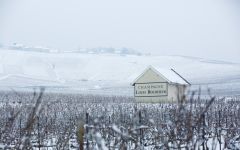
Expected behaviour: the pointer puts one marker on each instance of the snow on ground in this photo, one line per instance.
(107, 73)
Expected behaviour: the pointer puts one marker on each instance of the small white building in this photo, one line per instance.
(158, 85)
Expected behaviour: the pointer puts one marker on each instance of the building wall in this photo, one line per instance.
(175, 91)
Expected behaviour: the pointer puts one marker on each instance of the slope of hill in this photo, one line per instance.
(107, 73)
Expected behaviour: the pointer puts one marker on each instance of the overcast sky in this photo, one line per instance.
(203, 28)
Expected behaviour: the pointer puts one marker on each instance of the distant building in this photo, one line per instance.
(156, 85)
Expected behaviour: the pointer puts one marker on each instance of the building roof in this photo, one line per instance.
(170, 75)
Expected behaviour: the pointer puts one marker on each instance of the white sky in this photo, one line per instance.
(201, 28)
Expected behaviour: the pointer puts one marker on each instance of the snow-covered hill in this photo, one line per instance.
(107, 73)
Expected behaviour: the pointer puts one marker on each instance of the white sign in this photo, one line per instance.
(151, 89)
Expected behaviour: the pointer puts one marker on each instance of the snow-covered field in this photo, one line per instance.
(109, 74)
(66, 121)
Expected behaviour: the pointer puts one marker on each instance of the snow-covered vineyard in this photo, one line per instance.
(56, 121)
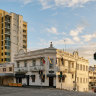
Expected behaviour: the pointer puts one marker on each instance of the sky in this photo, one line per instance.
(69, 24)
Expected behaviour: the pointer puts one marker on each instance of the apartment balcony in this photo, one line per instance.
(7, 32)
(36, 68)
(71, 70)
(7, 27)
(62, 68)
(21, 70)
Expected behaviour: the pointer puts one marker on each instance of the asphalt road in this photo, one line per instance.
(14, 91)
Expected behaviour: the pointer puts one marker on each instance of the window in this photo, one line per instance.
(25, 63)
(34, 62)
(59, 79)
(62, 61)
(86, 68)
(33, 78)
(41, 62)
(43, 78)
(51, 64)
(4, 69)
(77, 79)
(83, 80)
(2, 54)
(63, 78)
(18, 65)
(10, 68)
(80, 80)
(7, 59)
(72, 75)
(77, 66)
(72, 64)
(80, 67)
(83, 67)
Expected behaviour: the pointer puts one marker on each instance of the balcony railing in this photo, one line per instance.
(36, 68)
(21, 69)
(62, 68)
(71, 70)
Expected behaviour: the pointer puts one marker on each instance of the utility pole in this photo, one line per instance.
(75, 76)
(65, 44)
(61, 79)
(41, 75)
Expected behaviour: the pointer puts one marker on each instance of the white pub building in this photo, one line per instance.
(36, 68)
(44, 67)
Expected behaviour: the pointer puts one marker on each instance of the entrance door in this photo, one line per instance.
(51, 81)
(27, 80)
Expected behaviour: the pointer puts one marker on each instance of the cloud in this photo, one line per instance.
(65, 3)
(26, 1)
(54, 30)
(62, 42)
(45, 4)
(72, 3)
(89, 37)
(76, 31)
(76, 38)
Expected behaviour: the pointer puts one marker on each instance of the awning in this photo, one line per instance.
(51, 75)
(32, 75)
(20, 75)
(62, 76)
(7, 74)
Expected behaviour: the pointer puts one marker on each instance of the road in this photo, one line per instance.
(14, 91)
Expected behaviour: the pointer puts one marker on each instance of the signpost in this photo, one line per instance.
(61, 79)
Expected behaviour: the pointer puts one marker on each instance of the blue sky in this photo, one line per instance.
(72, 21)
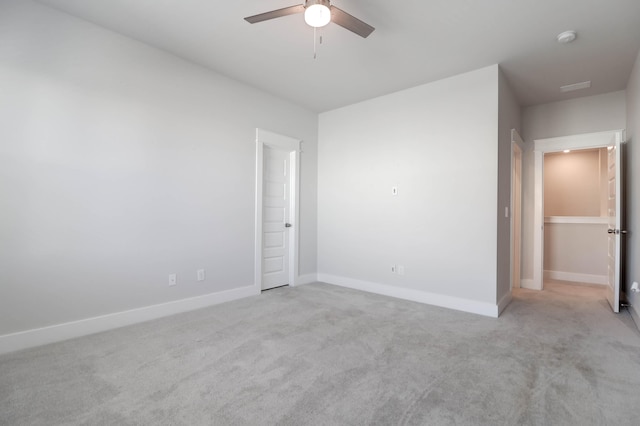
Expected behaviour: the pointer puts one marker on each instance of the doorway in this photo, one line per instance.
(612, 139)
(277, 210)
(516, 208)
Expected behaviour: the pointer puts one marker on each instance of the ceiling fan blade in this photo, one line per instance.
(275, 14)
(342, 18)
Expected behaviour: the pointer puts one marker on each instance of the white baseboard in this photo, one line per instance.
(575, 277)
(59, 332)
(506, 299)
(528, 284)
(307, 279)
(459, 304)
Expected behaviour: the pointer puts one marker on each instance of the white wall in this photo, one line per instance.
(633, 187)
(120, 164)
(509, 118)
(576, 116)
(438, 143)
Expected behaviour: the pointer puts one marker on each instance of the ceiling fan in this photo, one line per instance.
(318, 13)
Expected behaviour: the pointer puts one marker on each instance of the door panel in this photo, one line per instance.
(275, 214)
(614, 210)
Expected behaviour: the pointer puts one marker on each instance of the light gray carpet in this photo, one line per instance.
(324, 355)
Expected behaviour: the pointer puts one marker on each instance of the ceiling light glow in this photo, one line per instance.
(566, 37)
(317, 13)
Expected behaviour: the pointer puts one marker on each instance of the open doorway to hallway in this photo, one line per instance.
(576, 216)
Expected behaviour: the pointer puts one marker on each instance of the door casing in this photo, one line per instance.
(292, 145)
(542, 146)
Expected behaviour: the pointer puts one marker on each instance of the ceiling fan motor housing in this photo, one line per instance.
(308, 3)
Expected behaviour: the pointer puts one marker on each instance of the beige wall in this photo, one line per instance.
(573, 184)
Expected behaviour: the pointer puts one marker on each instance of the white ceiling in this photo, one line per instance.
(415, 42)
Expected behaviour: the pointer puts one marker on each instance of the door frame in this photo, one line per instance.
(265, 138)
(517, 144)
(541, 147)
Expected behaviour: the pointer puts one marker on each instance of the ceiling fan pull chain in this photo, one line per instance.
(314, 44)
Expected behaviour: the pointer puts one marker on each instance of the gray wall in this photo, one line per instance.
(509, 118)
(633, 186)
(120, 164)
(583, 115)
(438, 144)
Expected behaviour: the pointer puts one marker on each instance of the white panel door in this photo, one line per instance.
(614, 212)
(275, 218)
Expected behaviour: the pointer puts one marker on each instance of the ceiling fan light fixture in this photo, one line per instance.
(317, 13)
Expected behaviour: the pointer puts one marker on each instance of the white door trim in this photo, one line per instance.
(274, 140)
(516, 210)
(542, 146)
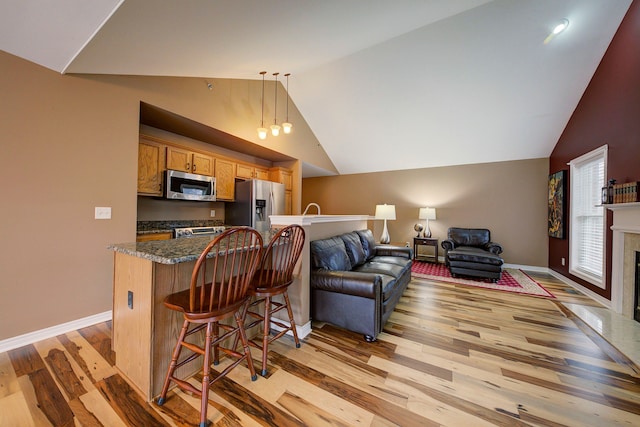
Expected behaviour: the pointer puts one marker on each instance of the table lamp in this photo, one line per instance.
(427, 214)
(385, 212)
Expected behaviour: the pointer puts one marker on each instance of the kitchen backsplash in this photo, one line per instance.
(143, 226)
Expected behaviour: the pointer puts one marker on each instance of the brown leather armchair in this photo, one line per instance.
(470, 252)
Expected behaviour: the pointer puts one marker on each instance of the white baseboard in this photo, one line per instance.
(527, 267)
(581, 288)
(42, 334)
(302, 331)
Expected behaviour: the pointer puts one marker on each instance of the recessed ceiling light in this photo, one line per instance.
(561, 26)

•••••

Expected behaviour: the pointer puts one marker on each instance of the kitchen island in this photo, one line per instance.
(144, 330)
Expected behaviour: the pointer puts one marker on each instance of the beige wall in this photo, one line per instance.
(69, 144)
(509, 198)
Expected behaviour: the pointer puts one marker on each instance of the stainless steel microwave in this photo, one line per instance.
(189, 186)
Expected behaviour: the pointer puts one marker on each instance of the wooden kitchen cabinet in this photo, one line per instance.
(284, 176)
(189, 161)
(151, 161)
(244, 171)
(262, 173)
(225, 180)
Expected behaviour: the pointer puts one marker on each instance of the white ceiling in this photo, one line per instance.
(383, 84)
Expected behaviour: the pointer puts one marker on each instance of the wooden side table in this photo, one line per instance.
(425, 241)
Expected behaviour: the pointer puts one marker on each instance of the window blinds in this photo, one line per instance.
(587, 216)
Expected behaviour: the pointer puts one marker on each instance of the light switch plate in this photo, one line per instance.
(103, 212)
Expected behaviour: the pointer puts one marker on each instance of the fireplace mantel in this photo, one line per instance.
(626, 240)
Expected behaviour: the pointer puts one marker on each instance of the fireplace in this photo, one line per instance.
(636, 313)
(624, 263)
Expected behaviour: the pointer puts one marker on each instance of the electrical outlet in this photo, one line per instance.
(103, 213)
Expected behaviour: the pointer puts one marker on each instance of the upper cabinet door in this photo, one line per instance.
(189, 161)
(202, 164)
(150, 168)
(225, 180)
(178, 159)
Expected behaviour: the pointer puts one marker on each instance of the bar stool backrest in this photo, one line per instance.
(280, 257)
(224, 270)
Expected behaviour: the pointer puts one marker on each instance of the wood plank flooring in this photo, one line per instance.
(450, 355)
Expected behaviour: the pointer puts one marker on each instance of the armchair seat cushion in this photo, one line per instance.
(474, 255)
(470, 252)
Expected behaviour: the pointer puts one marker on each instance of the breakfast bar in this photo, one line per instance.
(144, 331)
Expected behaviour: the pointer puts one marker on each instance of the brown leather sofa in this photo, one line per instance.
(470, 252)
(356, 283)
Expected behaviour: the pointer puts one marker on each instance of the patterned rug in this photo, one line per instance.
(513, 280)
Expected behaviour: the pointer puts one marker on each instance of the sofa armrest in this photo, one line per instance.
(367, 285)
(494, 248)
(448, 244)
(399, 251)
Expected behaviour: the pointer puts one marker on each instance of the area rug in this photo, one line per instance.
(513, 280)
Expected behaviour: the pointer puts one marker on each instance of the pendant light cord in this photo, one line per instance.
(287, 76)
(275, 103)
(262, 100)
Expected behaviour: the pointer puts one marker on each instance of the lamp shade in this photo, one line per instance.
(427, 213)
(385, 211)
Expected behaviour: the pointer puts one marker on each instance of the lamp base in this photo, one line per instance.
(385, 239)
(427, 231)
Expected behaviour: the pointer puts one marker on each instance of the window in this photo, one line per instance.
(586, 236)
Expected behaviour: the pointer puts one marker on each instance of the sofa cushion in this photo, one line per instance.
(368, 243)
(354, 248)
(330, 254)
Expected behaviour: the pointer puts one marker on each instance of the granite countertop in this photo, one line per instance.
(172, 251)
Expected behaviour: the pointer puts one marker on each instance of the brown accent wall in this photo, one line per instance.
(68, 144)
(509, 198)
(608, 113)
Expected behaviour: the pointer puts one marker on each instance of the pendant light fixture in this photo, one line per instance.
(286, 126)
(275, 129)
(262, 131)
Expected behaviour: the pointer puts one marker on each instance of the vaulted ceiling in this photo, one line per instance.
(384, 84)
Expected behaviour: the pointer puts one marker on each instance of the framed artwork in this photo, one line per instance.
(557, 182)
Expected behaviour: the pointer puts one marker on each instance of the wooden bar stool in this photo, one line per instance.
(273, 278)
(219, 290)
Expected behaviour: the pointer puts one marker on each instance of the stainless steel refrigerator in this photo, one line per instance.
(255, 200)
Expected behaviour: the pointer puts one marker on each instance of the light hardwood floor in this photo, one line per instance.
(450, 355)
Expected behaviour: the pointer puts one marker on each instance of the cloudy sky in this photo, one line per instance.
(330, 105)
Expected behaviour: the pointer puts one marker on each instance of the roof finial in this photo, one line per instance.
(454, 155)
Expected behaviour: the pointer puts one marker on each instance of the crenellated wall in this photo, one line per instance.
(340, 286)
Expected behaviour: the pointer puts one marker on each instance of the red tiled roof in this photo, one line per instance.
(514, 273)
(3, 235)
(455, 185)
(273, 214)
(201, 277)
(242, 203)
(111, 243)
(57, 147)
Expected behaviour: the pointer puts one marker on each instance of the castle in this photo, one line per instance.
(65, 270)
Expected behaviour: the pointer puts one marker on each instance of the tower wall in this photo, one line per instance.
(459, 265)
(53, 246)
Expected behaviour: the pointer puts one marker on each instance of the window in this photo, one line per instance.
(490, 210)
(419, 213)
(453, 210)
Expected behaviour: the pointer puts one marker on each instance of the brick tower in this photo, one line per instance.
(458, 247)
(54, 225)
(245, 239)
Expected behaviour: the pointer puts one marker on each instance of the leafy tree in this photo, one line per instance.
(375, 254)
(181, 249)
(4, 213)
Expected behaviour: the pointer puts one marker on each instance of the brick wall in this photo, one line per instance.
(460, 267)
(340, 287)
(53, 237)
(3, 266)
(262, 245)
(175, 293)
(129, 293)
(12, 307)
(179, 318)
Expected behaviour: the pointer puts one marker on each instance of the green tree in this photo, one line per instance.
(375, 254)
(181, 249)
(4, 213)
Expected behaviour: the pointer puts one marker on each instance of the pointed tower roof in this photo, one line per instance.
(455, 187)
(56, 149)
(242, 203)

•••••

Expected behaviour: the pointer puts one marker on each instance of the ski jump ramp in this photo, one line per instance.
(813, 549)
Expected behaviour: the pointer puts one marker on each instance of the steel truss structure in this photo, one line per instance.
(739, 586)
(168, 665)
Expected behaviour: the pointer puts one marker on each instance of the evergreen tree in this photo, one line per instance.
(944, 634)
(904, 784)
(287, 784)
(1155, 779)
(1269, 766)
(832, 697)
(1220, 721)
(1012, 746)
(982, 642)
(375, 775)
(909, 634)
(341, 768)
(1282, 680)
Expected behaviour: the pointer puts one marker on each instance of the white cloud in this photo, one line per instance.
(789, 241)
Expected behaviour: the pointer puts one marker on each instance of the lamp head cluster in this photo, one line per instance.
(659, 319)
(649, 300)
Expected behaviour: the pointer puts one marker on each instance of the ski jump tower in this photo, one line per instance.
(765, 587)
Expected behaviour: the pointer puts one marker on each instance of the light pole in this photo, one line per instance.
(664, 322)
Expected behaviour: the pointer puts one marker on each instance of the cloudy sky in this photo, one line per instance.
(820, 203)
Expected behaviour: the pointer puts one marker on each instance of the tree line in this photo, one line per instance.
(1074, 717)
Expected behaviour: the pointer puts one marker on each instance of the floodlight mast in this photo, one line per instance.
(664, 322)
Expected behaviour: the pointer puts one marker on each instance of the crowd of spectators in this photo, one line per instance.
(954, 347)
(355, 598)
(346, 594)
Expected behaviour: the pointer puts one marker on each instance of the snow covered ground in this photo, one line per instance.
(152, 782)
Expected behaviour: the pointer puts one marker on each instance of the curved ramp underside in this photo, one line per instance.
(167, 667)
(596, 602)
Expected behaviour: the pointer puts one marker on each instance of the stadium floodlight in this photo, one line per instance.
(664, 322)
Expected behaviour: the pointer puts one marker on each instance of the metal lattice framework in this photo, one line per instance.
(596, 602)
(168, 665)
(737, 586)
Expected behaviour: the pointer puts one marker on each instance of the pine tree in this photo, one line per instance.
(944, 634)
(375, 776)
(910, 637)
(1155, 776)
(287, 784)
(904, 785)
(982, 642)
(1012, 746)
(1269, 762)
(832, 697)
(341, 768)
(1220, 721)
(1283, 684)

•••••

• _Short task_:
Reproduce verbatim the data between the line containing "the light pole" and the line containing "(1283, 684)", inclusive.

• _Task output_:
Expected behaviour: the pointer puts one marker on each instance of the light pole in this photo, one line per instance.
(664, 322)
Expected behaviour: the pointer puts one marker on each instance of the cloudy sky in this photo, one line per instance.
(820, 203)
Expected behaviour: the pointer puts one marker on each instance of the tree line in this photo, one line per instance.
(1074, 717)
Expected behaviour: the pointer puts one marker on each instance of the floodlight mast in this photo, one line per instance.
(664, 322)
Expected behaviour: the pointer puts one marker on each instance of the crowd of spectators in this photo, one line per instance.
(954, 347)
(355, 598)
(346, 594)
Expected behaviour: the pointer puts one marker on each instance of the snow covered ground in this photo, one line per instance.
(152, 782)
Expected behaviour: the pointer puts one marker on each instance of the curved ramp underside in this photo, one line per instance.
(167, 667)
(596, 602)
Expected behaviour: the pointer puts one marker on each instance of the stadium floodlight in this photo, one line per instance.
(664, 322)
Expected behaviour: the pointer puts one marker on each instance of the metal lattice framework in this photo, one line per instance.
(596, 602)
(168, 665)
(737, 586)
Expected behaviour: the pointer puts one marker on each instance of the pine tree in this photo, one line per instance.
(944, 634)
(375, 776)
(910, 637)
(1155, 776)
(287, 784)
(904, 785)
(982, 642)
(1012, 746)
(1269, 762)
(832, 697)
(341, 768)
(1220, 721)
(1283, 684)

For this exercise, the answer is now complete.